(Records excerpted from a collection)

◇ ◇ ◇ ◇ ◇

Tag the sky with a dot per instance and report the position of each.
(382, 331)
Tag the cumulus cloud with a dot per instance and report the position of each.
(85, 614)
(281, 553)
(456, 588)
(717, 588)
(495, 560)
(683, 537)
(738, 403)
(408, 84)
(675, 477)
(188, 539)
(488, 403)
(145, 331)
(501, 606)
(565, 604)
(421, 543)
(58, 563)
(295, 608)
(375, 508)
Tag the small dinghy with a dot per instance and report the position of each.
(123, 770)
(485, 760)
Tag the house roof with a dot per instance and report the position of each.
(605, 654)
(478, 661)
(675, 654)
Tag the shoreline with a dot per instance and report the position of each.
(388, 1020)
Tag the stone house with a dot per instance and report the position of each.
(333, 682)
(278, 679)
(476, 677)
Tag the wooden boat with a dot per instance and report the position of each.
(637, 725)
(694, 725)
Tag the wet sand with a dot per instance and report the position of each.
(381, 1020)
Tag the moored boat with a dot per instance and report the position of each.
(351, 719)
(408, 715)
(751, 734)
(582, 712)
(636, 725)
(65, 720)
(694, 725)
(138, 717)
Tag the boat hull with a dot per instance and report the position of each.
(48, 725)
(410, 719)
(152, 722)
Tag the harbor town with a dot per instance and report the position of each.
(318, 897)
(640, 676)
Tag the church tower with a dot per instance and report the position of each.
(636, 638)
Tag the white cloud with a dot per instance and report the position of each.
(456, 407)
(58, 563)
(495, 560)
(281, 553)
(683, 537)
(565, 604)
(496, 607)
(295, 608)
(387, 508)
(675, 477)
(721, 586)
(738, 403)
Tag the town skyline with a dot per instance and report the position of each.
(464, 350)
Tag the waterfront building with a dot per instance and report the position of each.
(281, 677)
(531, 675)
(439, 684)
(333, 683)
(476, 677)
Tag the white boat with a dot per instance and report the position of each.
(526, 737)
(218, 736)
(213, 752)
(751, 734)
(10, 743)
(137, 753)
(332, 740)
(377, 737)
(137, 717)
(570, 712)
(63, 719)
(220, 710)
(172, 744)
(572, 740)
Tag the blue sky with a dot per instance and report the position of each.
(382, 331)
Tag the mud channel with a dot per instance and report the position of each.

◇ ◇ ◇ ◇ ◇

Reproduce all of the data above word for word.

## Task output
Tag the sky with a dot per instance and report the position of each.
(382, 331)
Tag the cumulus cloud with a dot per instance and report the position of each.
(85, 614)
(281, 553)
(456, 588)
(717, 588)
(495, 560)
(683, 537)
(738, 403)
(408, 84)
(675, 477)
(188, 539)
(488, 403)
(145, 331)
(501, 606)
(565, 604)
(421, 543)
(58, 563)
(295, 608)
(375, 508)
Tag the small dinghy with a dot per instance and report the position of each.
(123, 770)
(485, 760)
Tag the house roof with a dot per instance and report the position of each.
(605, 654)
(478, 661)
(675, 654)
Tag the shoreline with a dot per instance and report the position of each.
(388, 1020)
Tag the stone house with a dot per instance and report the position of each.
(333, 682)
(278, 679)
(476, 677)
Tag the wooden boat with a dot per instance and report the position of each.
(637, 725)
(694, 725)
Tag the wet sand with a dot per instance and report the position of each.
(381, 1020)
Tag the moored boat with a dot per instance and report the position of each.
(351, 719)
(408, 715)
(751, 734)
(582, 712)
(636, 725)
(65, 720)
(694, 725)
(138, 717)
Tag the boat hull with a dot per instance and report the position of each.
(48, 725)
(410, 719)
(152, 722)
Tag the harbor town with a dot per instance and report the position of each.
(318, 897)
(640, 676)
Tag the church tower with a dot per instance and report the position of each.
(636, 638)
Tag the white cloud with a dot per instance and report the position of each.
(456, 407)
(58, 563)
(495, 560)
(281, 553)
(683, 537)
(565, 604)
(496, 607)
(295, 608)
(387, 508)
(675, 477)
(721, 586)
(738, 403)
Tag the town skyline with a dot per instance and report the position of each.
(464, 350)
Tag the waterfront building with a dot per instance and report the position of each.
(281, 677)
(531, 675)
(439, 684)
(333, 683)
(476, 677)
Tag the white boat with a dot per instance and report the position of each.
(526, 737)
(218, 736)
(213, 752)
(751, 734)
(10, 743)
(137, 753)
(332, 740)
(377, 737)
(137, 717)
(570, 712)
(63, 719)
(220, 710)
(172, 744)
(572, 740)
Tag the blue sky with a dot per instance and report the position of each.
(382, 331)
Tag the mud channel with a dot per instance and report the position of each.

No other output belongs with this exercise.